DOCUMENT EXTRACT.
╭──

Hundreds of people are packed into its courtyards, its hallways, its waiting rooms, drawing rooms, and bedrooms. To a visitor, it must have seemed like the entire city of Delhi was crammed into this house. According to one eyewitness, the place was, quote, teeming with people, its galleries choked by the incessant traffic, end quote. And all of them, young and old, rich and poor, Muslim and Hindu, are waiting to catch a glimpse, a glance, a fleeting look at the person who

who lives in this house. Because this place was the temporary home of the most famous person in India, if not Asia, if not the Eastern Hemisphere. This was the home of the Mahatma, Mohandas Gandhi. In 1947, Gandhi was more myth than man, a towering folk hero who commanded the attention of governments worldwide and the adoration of millions at home. In the

In the mind's eye of many Indians, Gandhi was still the wiry and impish activist of the 20s and 30s, a spry and sinewy champion of Indian independence, throwing salt in the eye of the evil imperialists. But in 1947, if you stood in line at the house in Delhi, if you waited all morning, pushed and jockeyed and squeezed your way into the house for one of Gandhi's daily prayer meetings, you would have seen a very different picture. The Mahatma was old.

and withered, a creaking bundle of sharp angles and gentle gestures. The year that an independent India had been born, Gandhi had turned 78, and he looked his age. But behind the wrinkles and the toothless gums, he was the same man that he had always been. His sparkling wit, his radiant intellect, and his iron moral code were all intact. Even at 5'5", the gravitational pull of his personality was colossal.

╰──

MATERIALS PROVIDED.
╭──

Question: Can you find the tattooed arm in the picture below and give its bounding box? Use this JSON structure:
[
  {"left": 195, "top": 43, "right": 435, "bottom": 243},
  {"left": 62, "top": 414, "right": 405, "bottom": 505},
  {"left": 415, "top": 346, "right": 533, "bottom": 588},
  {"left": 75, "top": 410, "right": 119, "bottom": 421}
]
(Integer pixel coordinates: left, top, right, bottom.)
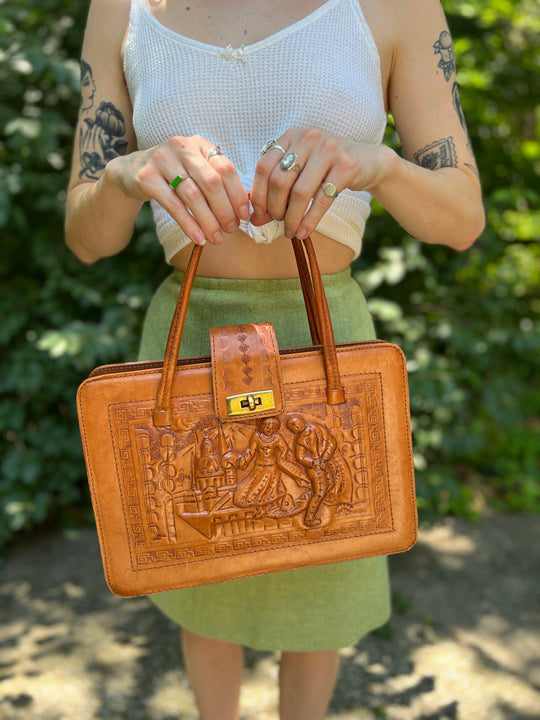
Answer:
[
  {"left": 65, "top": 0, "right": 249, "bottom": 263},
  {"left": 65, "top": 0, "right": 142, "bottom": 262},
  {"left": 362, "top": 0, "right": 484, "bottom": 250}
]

╰──
╭──

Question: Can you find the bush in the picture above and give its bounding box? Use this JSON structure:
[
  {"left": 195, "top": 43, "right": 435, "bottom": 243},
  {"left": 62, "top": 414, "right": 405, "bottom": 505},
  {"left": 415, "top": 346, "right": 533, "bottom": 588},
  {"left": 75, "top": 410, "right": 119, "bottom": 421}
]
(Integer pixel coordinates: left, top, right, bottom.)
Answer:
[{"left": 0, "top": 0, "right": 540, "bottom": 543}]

╰──
╭──

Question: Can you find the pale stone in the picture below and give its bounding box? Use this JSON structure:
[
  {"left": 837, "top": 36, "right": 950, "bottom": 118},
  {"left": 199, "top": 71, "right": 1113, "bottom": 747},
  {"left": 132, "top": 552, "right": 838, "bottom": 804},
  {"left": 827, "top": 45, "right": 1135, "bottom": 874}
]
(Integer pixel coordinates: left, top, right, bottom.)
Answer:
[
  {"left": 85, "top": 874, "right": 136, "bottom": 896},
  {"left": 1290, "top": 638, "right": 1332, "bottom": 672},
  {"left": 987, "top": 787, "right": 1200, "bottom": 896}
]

╰──

ACTIONS TO TAKE.
**a.** According to the passage about Gandhi's house in Delhi, what age had Gandhi turned in the year independent India was born?
**b.** Collect every line of the records that contains the word "give", matching case exactly.

OUTPUTS BY TASK.
**a.** He had turned 78.

**b.**
Question: Can you find the tattooed arm in the picture below and give its bounding box? Use this JSON structure:
Question: Can you find the bush in the picture above and give its bounding box? Use this JSON structure:
Question: Can you find the pale stone in the picture below and give its bounding box? Use this JSON structure:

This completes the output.